QUOTED TEXT:

>> Start

In response to pointed questions from city council president Richard Conlin last week about the mayor’s budget priorities, Mayor Mike McGinn sent a letter to the entire city council this morning reiterating what his budget director, Beth Goldberg, told Conlin last week: Every item in the mayor’s transportation budget, which would use a five-percent increase in the commercial parking tax and higher parking meter rates to fund sidewalks, bike paths, and the South Park Bridge, is a priority.

During last week’s budget committee meeting, Conlin pressed Goldberg to tell him what the mayor’s top priorities are if (as is likely) the city council doesn’t adopt some of McGinn’s proposed new fees and taxes. If the council has to make cuts, Conlin wanted to know, what were the mayor’s top priorities? Goldberg dodged the question, saying only that “a budget is a way of articulating priorities.”

Today’s four-page letter, replete with bolds, italics, and 22 instances of the word “priority,” lays out the mayor’s budget process at great length, noting repeatedly that McGinn’s budget “preserved high priority services” but still required additional revenues—an increase to the commercial parking tax and parking-meter rates—to fund everything the mayor considered high-priority.

By asking the council to raise those revenues, the letter says, “my budget makes a clear priority statement – that additional reductions to SDOT’s budget would degrade services at a rate that is unacceptable to me, and that it is critical that we find funding to support our most important future funding obligations.”

Cute language aside, what McGinn’s telling the council is this: It isn’t his job to help them come up with cuts to his budget. If they want to make cuts, they’ll have to decide what to cut themselves. By doing so, McGinn is putting the council on the hook for whatever they end up cutting (contrary to the story McGinn and some transit proponents are pushing, the council can cut from anywhere in SDOT’s budget; they don’t have to cut the projects that would be funded by the parking tax and fee increases) and sidestepping responsibility when they fail to pass his proposed tax and fee increases.

>> End

DO THIS:
In one to three sentences, explain the reason the mayor's letter, as quoted in the article on the mayor's budget, gives for asking the council to raise the commercial parking tax and parking-meter rates. The records below have no connection to the article on the mayor's budget.

RECORDS SUPPLIED:

>> Start

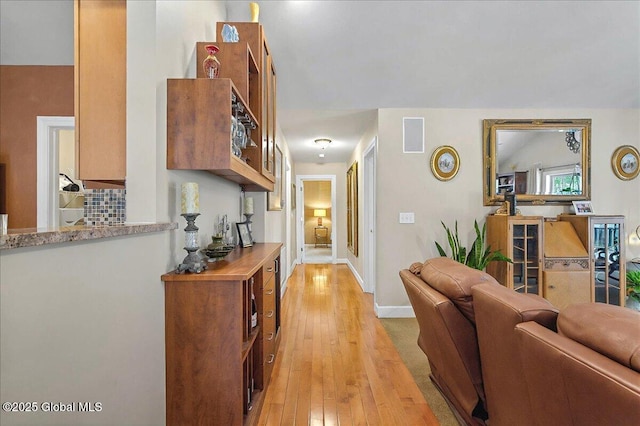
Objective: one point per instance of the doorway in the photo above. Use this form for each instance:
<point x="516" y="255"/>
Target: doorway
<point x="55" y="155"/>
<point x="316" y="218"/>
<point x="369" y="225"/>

>> End
>> Start

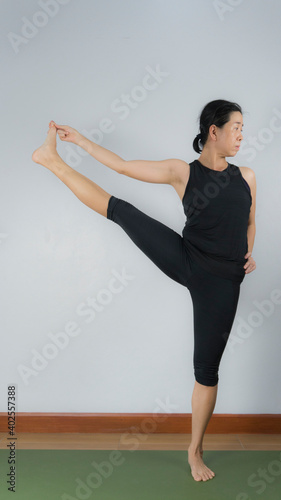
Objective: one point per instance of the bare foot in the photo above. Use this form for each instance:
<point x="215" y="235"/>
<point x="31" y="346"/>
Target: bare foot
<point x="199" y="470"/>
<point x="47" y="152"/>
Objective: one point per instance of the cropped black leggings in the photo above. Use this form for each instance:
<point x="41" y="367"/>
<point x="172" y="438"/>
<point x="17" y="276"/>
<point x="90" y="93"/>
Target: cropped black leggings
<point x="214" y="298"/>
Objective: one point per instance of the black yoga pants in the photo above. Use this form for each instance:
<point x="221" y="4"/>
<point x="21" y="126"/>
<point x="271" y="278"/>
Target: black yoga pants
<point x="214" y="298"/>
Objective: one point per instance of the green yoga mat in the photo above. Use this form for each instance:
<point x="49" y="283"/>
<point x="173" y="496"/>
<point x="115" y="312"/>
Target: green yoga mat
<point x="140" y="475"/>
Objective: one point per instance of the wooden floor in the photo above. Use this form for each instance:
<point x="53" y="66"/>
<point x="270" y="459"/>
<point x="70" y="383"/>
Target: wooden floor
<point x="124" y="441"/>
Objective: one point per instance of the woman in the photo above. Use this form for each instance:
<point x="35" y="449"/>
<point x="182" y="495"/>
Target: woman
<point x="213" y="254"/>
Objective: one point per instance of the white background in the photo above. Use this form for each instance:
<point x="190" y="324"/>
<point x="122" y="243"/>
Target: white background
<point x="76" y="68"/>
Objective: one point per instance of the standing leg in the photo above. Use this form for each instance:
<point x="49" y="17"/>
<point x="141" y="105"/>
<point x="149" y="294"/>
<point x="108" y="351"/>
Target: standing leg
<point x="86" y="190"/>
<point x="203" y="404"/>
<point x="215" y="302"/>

>> End

CORRECT ANSWER:
According to the letter, asking for these revenues makes a clear priority statement. Further reductions to SDOT's budget would degrade services at a rate the mayor finds unacceptable, and it is critical to find funding for the most important future funding obligations.